(Natural language region descriptions)
------------------------------
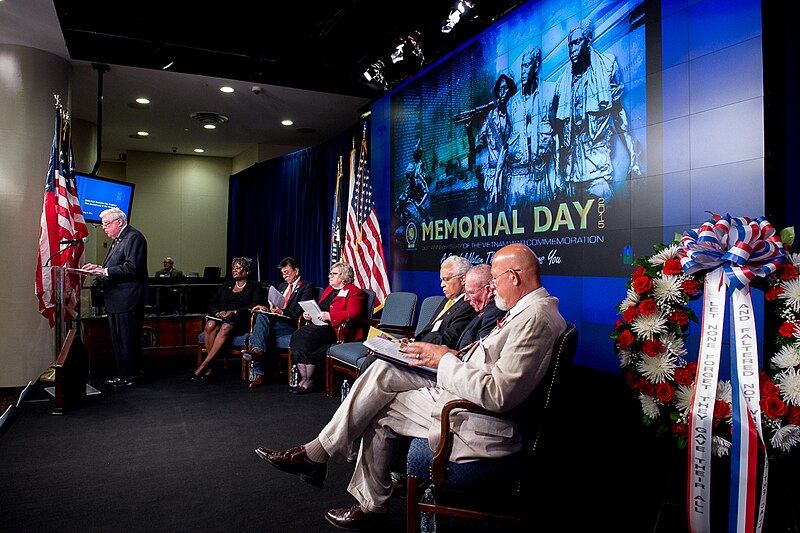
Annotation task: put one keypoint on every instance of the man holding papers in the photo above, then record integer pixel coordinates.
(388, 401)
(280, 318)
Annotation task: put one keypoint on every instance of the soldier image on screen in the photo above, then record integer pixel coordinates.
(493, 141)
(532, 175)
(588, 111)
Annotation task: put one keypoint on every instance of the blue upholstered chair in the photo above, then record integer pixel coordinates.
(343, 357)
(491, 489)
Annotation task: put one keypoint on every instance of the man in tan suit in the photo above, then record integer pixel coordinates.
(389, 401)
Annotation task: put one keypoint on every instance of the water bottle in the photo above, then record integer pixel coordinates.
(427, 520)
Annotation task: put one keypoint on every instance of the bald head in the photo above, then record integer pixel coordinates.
------------------------------
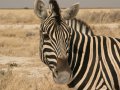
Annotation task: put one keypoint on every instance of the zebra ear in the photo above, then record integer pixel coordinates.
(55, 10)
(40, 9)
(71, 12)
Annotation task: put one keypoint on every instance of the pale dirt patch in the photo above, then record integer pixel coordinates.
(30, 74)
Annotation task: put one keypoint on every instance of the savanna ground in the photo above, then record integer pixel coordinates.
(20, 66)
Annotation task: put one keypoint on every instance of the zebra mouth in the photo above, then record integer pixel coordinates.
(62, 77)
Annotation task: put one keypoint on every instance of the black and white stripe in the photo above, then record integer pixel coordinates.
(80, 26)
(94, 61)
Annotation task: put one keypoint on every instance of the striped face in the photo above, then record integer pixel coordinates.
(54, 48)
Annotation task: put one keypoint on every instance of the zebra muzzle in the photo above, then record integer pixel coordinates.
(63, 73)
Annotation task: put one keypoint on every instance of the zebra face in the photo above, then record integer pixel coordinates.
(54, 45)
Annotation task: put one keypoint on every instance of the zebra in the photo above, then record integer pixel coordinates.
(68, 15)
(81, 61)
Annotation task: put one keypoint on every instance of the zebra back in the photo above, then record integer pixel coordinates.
------------------------------
EXERCISE DIRECTIONS — Using the records above, restate word for word the lines from the one with "the zebra muzzle" through the one with "the zebra back", both included.

RESULT —
Annotation task: put one keypoint on every instance of the zebra muzzle in the photo above, then record integer pixel coordinates.
(63, 73)
Annotation task: put one keypoint on every instance of the zebra face in the photo above, then record integer pixel coordinates.
(54, 45)
Annotation task: put one keypoint on every instance of the zebra in the photo above, then record integer pixel coordinates.
(68, 15)
(81, 61)
Annotation task: put one keypoint on every instance of the zebra back in the photo above, then record integer pixel coordinates.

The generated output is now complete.